#### Task description:
Copy the result of filtering the entries below for lines that include the string "fence".

#### Data for analysis:

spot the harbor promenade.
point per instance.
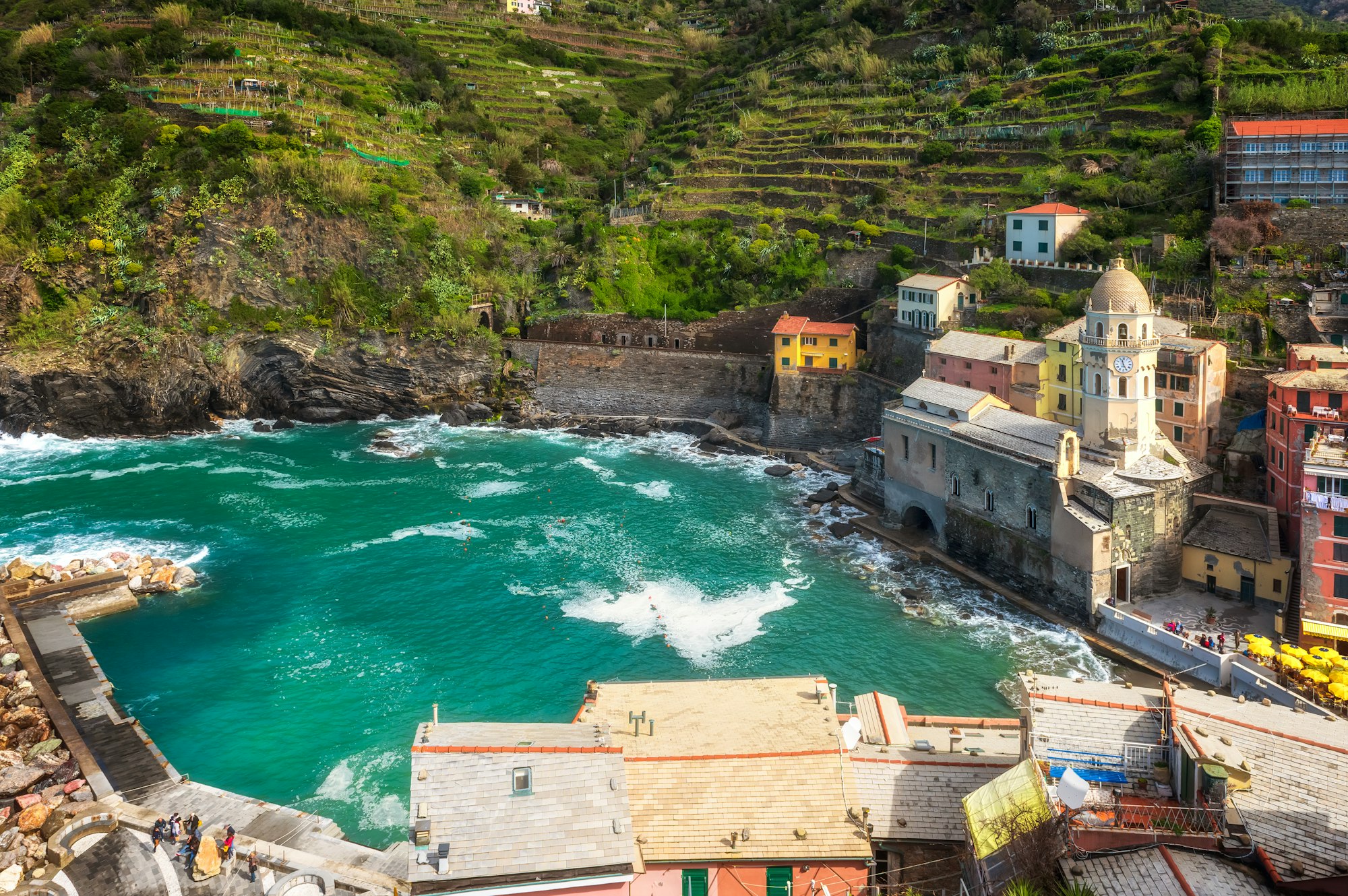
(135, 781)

* * *

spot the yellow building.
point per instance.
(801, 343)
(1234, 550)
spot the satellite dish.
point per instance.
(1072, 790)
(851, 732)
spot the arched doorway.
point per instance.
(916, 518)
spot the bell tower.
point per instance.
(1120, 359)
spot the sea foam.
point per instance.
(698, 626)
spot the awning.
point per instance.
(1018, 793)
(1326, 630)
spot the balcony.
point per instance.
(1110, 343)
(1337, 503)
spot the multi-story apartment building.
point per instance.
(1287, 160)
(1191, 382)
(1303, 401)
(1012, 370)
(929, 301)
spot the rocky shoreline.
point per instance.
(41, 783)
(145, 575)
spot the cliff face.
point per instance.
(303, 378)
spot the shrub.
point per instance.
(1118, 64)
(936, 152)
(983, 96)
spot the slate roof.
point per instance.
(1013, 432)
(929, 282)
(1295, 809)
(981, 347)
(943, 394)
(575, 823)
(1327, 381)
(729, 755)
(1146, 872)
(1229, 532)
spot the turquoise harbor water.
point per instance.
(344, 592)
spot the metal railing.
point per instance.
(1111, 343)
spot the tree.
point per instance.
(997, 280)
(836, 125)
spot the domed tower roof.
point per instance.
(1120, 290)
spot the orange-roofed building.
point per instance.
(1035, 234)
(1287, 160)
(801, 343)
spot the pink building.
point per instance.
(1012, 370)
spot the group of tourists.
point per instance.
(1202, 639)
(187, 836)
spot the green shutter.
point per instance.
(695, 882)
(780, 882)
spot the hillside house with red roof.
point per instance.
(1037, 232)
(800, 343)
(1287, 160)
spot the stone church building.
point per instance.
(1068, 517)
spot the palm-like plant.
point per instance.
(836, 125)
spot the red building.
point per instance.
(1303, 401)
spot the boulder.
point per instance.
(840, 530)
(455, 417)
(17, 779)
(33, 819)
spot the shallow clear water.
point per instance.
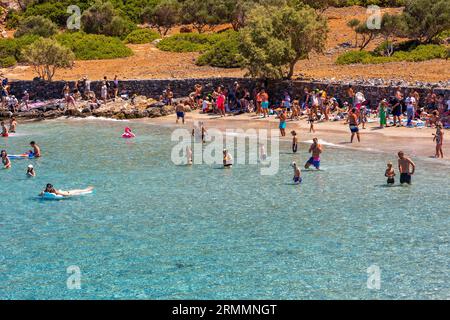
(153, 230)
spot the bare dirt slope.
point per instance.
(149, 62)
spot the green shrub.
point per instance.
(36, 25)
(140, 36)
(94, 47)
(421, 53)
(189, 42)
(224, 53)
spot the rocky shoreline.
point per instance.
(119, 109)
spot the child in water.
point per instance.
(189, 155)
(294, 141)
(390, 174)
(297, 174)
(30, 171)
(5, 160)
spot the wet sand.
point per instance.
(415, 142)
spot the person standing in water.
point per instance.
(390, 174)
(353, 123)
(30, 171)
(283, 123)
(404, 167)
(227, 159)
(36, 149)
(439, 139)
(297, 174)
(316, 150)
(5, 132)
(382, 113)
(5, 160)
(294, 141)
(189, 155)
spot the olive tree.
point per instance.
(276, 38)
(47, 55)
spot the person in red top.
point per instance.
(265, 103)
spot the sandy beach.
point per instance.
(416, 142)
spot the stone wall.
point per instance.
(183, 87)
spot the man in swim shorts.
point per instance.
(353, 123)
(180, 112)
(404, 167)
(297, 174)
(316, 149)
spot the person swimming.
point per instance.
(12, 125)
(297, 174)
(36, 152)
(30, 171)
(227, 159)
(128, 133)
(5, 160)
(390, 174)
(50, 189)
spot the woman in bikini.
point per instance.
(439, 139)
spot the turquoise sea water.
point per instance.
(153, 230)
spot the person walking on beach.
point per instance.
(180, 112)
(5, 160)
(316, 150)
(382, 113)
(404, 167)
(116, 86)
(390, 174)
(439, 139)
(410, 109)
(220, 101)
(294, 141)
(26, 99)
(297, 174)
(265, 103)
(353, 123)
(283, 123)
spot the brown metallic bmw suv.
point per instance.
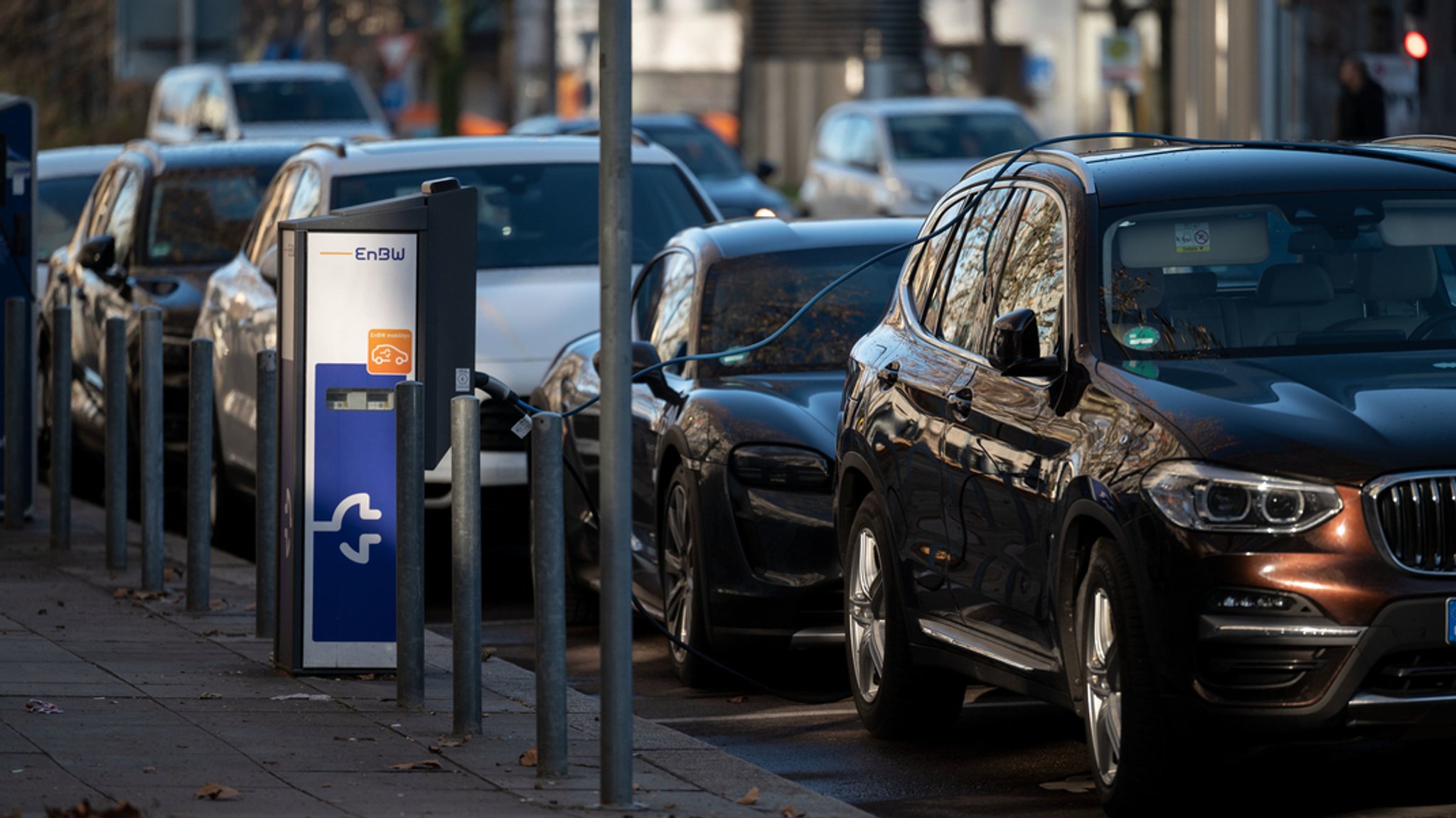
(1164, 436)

* * *

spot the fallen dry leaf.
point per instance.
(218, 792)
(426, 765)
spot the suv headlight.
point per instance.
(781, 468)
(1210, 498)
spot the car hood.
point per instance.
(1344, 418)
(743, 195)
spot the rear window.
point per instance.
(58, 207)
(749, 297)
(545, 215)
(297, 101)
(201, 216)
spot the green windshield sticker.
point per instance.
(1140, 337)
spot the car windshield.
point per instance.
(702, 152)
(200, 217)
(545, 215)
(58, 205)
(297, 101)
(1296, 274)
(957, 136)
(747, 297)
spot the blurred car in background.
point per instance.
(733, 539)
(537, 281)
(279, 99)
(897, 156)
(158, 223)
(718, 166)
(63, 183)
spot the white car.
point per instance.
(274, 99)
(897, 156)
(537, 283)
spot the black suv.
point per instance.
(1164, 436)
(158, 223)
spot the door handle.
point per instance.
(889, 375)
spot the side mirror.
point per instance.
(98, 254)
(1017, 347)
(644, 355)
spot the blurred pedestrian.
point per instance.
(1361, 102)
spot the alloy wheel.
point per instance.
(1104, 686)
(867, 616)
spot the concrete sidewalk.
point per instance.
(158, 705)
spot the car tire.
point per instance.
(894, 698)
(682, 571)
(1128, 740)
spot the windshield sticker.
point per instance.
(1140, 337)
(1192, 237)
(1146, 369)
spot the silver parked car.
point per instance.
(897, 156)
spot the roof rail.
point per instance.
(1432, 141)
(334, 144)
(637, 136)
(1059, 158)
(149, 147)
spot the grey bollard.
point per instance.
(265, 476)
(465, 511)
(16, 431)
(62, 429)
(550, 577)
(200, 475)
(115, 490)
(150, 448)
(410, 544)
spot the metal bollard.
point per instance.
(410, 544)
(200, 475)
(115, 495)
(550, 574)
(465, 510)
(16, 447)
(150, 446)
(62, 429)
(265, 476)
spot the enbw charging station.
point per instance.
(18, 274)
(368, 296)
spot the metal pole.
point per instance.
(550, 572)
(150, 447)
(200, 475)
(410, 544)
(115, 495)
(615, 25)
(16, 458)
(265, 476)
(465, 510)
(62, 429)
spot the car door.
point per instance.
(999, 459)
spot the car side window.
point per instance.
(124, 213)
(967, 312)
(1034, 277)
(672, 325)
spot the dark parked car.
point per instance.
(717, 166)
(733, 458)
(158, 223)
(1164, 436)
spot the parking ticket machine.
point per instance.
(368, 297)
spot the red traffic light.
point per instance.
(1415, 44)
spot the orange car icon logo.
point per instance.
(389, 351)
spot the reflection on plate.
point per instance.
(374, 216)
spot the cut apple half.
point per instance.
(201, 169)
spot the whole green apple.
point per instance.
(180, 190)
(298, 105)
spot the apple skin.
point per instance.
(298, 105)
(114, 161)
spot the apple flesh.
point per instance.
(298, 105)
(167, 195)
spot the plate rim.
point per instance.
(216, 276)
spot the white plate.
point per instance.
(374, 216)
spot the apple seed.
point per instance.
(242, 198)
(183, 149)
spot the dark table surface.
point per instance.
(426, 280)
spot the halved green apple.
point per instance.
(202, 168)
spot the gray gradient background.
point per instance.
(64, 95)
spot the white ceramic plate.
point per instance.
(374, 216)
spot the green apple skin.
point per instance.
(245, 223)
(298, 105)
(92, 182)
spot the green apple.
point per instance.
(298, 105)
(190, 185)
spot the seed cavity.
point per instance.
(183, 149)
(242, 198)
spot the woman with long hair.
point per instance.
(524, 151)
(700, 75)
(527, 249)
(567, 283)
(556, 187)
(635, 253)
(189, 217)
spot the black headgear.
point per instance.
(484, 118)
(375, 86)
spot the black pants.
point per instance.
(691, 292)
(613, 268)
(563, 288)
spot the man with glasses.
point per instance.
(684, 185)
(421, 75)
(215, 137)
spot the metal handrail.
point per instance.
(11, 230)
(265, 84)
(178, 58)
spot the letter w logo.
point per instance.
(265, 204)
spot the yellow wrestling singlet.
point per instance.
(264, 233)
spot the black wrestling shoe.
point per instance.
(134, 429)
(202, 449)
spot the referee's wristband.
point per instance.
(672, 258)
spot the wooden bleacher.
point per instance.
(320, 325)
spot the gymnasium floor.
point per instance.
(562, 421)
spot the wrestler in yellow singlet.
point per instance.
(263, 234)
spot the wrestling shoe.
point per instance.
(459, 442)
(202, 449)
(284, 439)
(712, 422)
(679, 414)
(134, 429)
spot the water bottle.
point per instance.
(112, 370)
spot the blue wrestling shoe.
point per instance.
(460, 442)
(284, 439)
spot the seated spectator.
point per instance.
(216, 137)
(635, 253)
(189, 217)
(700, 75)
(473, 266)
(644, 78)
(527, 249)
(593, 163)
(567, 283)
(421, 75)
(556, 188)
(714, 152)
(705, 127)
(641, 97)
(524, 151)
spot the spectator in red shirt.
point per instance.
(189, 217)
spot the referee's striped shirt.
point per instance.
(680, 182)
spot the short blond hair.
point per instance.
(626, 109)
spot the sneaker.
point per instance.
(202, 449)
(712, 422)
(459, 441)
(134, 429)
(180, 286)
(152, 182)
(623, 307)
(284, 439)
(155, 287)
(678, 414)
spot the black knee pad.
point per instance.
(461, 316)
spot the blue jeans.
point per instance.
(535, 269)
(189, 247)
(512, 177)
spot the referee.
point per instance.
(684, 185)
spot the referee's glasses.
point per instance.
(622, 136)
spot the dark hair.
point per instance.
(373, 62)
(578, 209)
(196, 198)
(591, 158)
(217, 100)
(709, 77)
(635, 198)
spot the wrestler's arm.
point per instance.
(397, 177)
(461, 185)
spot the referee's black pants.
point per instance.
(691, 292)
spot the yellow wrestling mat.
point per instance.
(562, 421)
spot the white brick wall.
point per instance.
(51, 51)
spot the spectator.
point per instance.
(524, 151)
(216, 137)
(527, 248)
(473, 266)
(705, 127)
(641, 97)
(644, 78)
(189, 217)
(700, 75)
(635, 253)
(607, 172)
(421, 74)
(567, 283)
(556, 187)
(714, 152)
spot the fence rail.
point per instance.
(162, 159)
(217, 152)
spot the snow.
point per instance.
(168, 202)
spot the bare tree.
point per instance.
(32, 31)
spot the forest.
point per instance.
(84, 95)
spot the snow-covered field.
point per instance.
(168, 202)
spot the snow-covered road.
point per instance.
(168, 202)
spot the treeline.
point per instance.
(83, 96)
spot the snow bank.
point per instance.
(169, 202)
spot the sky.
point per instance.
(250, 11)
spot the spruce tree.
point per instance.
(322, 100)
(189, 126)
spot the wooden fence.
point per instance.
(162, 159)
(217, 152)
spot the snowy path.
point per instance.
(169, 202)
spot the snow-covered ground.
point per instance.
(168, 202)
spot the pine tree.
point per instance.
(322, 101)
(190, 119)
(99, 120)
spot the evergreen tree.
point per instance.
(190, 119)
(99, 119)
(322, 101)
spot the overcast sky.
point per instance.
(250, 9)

#### Response below:
spot the fence rail.
spot the wooden fence.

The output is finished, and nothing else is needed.